── TEXTO PROPORCIONADO

# Problema con placa Asrock P4VM800



## Manolon (May 24, 2012)

Hola estimados, la verdad estoy desbordado con este problemita hace un par de dias.. tengo una placa asrock p4vm800 que la traje andando junto con su disco procesador celeron 2.4Ghz y 256mb de memoria.. quisiera hacerla andar dado que es de un familiar que le da solo uso al office.. y no da para dejarlo a pie..  les paso a detallar el problema: formateé el disco duro desde otra pc aprovechando que hice el respaldo de los datos, y al momento de volver el disco (SATA) a la placa anteriormente dicha me da el error de " Reboot and select proper boot device or insert boot media in selected boot device and press a key " todo bien, viche la BIOS y movi ahi para leer desde cd/dvd para levantar el cd de instalacion de windows xp.. no detectaba disco duro.. le puse otro a ver que pasaba ya con windows instalado y de confianza (IDE) tampoco queria saber nada.. 

alguna pista de que puede ser? ya no se q hacer..  
muchas gracias !


----------



## nocta (May 24, 2012)

No detecta ningun disco? Si ponés un pendrive o algo similar USB tampoco?

El disco arranca? Digamos, vos le conectás los dos cables y a pesar que no lo detecta el BIOS, si lo tocás, se siente que se mueven los platos?

Respecto al IDE, haría la misma prueba pero me fijaría que esté bien el jumper para que no se pisen el 'master' con el 'slave'.


----------



## nasaserna (May 24, 2012)

Amigo. entra a la bios y en la parte del tipo de sata activa el tipo IDE, tambien recuerda que esas board solo admiten sata 1.5G, por eso debes colocarle el jumper en el disco para que lea solo en 1.5G.

yo tenía una que para que leyera el disco sata en el momento de encenderla y me mostrara el mensaje de "Reboot and select proper boot device or insert boot media in selected boot device and press a key", solo resionaba el boton de reset(no lo apagaba) y listo reiniciaba como si nada. asi me trabajó dos años hasta que se me ahogó en una inundación.

como nota al mergen si le vas acolocar el windows xp que es lo mejor para este equipito, trata de colocarle unos 512M de ram y te trabajará de manera mas aceptable.


----------



## leonixya (Jun 27, 2012)

Si habré peleado con esos mothers.
Allá por el 2008, en la empresa en la que trabajaba, compraron cerca de 20 equipos con este mother asrock.

La solución es la que dice nasaserna. Pero disiento con el tema memoria. Yo le pondría 1 gb para no tener problemas.

Si seguis con problemas después de intentar esto, podes comprar una plaquita controladora de Hdds. No son caras y te hacen safar.


Saludos.

L


----------



## EDUARDO RIVEIRA (Jun 28, 2012)

Manolon saludos, en la bios hay una opcion de raid o no raid debe estar en no raid.


----------



## MalejoxD (Jun 28, 2012)

────
── MATERIAL PROPORCIONADO

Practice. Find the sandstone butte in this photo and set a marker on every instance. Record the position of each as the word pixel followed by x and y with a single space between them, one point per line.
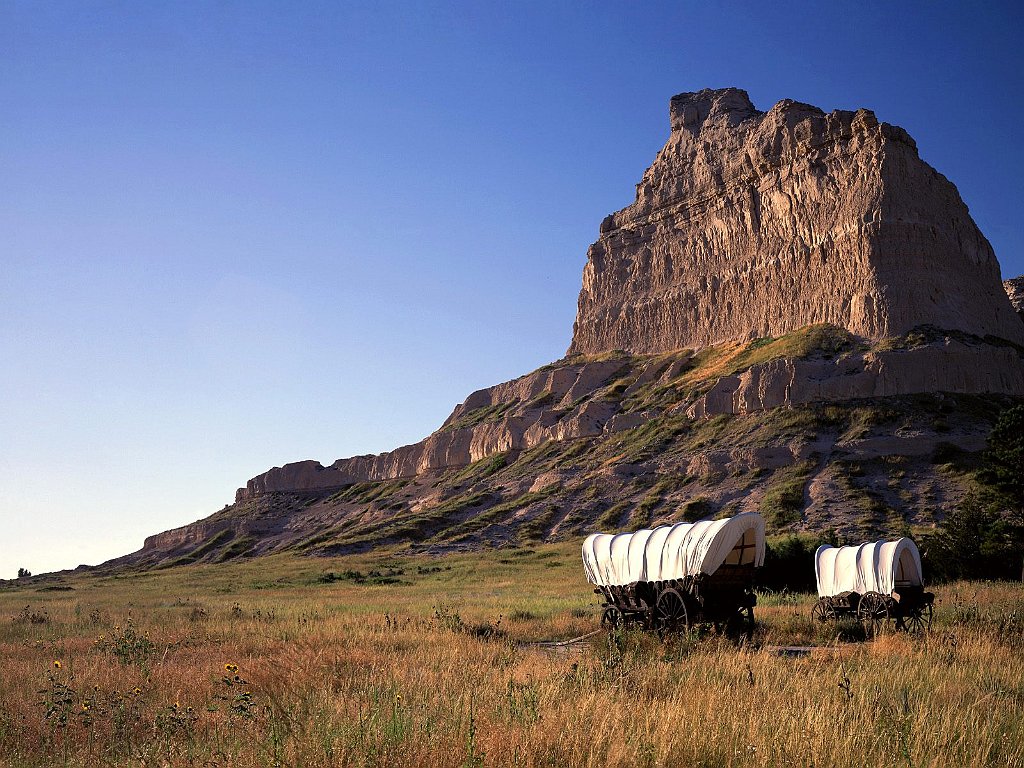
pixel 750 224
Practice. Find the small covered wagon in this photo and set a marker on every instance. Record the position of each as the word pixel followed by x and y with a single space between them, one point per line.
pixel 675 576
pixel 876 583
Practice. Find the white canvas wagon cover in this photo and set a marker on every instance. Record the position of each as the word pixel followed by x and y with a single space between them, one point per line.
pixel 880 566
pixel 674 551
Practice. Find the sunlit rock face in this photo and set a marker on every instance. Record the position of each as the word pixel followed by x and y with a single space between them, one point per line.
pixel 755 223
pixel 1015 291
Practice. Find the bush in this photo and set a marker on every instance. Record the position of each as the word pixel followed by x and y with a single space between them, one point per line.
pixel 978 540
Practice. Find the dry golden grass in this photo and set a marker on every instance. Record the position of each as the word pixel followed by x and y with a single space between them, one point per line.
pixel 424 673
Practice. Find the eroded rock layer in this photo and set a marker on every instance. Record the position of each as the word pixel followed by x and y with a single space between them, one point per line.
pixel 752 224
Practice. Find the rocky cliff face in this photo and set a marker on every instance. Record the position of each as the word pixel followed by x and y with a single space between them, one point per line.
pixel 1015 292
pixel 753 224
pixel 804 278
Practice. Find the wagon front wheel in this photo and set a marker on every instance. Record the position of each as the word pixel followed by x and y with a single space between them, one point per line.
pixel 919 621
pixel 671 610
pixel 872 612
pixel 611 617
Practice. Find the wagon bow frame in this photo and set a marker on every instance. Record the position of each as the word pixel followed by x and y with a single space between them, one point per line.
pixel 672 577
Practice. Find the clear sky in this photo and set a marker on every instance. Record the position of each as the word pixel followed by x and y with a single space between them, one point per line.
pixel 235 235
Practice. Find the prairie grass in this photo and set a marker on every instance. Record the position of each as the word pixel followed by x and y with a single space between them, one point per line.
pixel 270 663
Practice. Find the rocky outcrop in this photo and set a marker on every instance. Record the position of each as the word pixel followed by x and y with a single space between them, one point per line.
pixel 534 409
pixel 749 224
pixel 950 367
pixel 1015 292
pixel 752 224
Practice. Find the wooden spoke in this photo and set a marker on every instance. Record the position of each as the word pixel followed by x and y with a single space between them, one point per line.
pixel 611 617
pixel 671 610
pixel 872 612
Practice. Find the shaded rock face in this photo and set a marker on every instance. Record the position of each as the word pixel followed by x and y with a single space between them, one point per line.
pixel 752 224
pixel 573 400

────

**TAREAS DEL EJERCICIO**
(a) Responde estas preguntas sobre el hilo del foro:
(i) ¿Qué procesador tiene el equipo según el primer mensaje?
(ii) ¿Qué velocidad de SATA admiten esas placas según nasaserna?
(iii) ¿Cuánta memoria le pondría leonixya al equipo?
(b) Edita el fragmento del hilo del foro desde "yo tenía una" hasta "en una inundación.", ambos incluidos, y pon "tres años" en lugar de "dos años".
Los elementos no intervienen en este ejercicio.

**SOLUCIONES**
(a)
(i) Un Celeron de 2.4Ghz.
(ii) Solo SATA de 1.5G.
(iii) 1 gb.

(b)
yo tenía una que para que leyera el disco sata en el momento de encenderla y me mostrara el mensaje de "Reboot and select proper boot device or insert boot media in selected boot device and press a key", solo resionaba el boton de reset(no lo apagaba) y listo reiniciaba como si nada. asi me trabajó tres años hasta que se me ahogó en una inundación.